At its surface, Raakh is a procedural drama that is a fictionalised retelling of the infamous 1978 Ranga-Billa case, opening with the disappearance of Sahil and Suman Arora- a brother-sister duo who go missing on their way to the All India Radio office in New Delhi.
The 8-episodic series starring Ali Fazal, Sonali Bendre, Aamir Bashir spotlights on the police and city administration's efforts to solve murder case. But to see the series simply as a crime drama is to miss what it really is asking its audience: what does it mean to be a man in India and what happens when that meaning is stripped away from him.
Ali Fazal plays SI Jayprakash, son of a retired constable in the same department, who is tasked with investigating the murder, while grief-stricken parents are played by Lt. Col. Ashok Arora( Bashir) and Mona Arora (Bendre). While cast of the Prime Videos series is committed to the assigned performances, occasionally the editing lets down the parents during some of their deeply emotionally scenes as they are abruptly cut of out the frame. It does not return what Bendre poignantly puts in.
The series doesn't keep the mystery as to who brutally killed the two children in the backseat of a car. The show answers that early. It is Rajjo and Babu. But it keeps returning the question around violence and its ties with fractured masculinity. Violence is tied to men and their humiliations, the state-afflicted violence and peer pressure to act manly.
The show's subtle brilliance reflects it's depiction of violence as a desperate attempt to restore the brutally damaged sense of self and a way to regain control over the feeling of powerlessness.
Sanjay Gandhi's forced sterilisation campaign during the Emergency was one of independent India's most invasive acts of state violence against post-Independence masculinity. Rajjo's "lack of manliness" as Babu describes it comes from his shame attached to his vasectomy. Time and again, Babu uses it to coerce Rajjo to commit crimes so he can ultimately become a man. By associating the wound with Rajjo's character, the series refuses the easy comfort of making him simply monstrous. The man repeatedly questions things before being peer-pressured to commit it. Whether it is robbing someone, kidnapping a child, or murdering the Arora siblings.
Moreover, even his brother-in-law turns it into a constant reminder of his perceived failure as a man. Rajjo absorbs it all until his insecurities become a fuel for violence and domination instigated by Babu.

**********

• Task prompt
Could you return the stretch of the Raakh review from "At its surface, Raakh" through "away from him.", copied word for word?

**********

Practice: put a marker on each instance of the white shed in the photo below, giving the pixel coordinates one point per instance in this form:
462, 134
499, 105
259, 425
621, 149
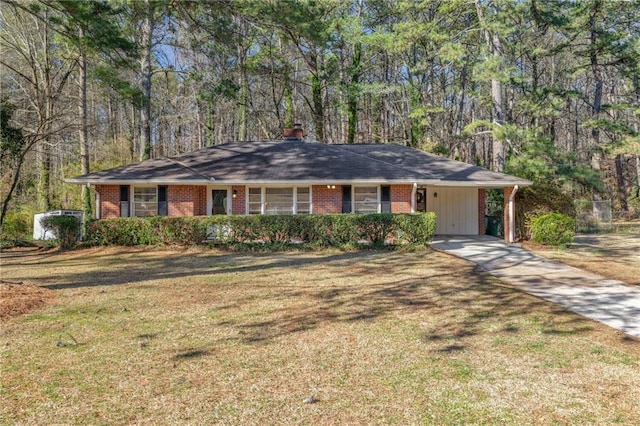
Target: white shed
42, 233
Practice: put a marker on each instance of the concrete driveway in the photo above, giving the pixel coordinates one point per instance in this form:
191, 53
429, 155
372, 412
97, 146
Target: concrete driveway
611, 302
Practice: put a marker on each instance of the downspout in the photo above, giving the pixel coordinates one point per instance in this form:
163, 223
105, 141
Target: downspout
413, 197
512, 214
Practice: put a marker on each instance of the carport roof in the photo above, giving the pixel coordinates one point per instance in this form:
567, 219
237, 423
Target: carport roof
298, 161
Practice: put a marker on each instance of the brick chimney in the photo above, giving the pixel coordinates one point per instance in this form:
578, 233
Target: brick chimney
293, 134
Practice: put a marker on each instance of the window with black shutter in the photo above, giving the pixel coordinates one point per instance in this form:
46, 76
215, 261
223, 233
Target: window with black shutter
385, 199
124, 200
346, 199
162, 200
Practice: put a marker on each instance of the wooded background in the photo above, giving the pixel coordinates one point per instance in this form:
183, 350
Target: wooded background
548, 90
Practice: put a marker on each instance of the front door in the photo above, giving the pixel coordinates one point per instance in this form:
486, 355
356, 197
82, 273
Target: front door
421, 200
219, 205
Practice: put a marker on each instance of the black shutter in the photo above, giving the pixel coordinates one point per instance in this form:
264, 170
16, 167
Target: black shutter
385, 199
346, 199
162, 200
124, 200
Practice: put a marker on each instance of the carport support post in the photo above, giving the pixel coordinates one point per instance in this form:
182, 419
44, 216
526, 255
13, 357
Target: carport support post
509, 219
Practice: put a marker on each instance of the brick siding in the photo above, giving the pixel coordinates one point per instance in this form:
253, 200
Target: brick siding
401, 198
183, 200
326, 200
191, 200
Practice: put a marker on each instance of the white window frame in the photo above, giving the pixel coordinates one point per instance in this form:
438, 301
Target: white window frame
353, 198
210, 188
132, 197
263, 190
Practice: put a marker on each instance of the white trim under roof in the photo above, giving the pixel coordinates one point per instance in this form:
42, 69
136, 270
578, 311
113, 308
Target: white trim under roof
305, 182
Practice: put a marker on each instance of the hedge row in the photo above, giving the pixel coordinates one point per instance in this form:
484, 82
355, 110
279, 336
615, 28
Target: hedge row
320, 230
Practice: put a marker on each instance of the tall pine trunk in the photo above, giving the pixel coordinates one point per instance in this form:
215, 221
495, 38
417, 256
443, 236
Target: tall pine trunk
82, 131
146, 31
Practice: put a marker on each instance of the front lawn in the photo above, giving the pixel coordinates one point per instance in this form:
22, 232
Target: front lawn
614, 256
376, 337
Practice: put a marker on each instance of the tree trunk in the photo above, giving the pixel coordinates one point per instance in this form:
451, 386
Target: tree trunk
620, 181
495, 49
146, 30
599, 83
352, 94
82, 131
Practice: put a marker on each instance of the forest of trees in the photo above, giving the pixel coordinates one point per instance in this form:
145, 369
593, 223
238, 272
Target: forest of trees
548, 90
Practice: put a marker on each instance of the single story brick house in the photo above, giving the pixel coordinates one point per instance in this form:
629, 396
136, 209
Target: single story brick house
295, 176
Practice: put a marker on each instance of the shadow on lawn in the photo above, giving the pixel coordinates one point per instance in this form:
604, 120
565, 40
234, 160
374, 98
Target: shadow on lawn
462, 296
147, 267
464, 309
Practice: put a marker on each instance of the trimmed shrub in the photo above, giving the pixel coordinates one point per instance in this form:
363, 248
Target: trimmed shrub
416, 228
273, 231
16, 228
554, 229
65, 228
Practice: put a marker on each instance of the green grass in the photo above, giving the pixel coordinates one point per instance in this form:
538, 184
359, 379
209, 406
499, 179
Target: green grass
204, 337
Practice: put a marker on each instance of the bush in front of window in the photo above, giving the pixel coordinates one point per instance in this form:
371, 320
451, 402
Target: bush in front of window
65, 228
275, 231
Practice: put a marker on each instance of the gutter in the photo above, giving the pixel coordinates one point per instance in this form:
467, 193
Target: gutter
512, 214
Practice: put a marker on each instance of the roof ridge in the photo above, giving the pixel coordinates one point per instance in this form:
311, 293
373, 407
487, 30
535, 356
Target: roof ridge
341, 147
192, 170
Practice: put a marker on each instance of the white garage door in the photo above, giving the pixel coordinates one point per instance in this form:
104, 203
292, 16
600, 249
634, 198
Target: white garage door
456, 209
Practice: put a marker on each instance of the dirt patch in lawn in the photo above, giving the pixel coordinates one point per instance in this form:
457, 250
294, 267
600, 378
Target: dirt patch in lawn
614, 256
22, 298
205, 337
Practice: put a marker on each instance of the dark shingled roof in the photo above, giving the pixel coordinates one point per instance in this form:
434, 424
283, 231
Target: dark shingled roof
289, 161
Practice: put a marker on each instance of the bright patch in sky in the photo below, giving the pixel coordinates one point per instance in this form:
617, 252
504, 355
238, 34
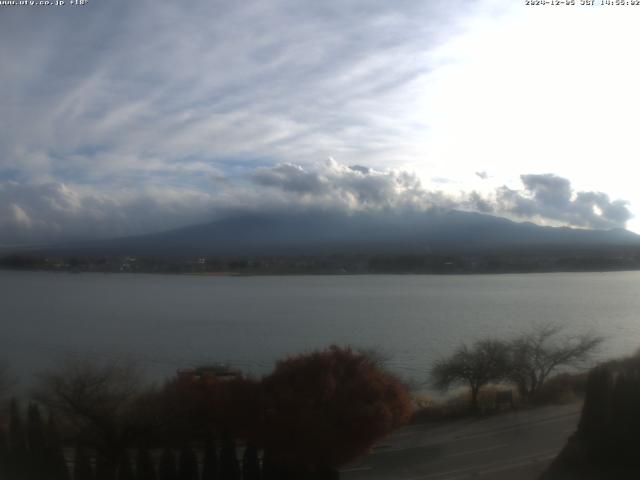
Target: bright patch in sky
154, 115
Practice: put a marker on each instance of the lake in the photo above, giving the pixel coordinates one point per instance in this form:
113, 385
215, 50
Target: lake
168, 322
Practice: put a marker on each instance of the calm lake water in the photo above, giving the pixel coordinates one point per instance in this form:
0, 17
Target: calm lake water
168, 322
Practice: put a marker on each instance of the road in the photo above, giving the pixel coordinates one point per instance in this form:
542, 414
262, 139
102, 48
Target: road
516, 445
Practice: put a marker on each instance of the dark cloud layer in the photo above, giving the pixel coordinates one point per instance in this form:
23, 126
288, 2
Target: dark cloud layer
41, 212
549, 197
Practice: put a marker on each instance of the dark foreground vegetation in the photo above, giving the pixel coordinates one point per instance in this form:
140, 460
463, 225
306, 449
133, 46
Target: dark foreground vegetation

**********

• Solution for this task
At its surface, Raakh is a procedural drama that is a fictionalised retelling of the infamous 1978 Ranga-Billa case, opening with the disappearance of Sahil and Suman Arora- a brother-sister duo who go missing on their way to the All India Radio office in New Delhi.
The 8-episodic series starring Ali Fazal, Sonali Bendre, Aamir Bashir spotlights on the police and city administration's efforts to solve murder case. But to see the series simply as a crime drama is to miss what it really is asking its audience: what does it mean to be a man in India and what happens when that meaning is stripped away from him.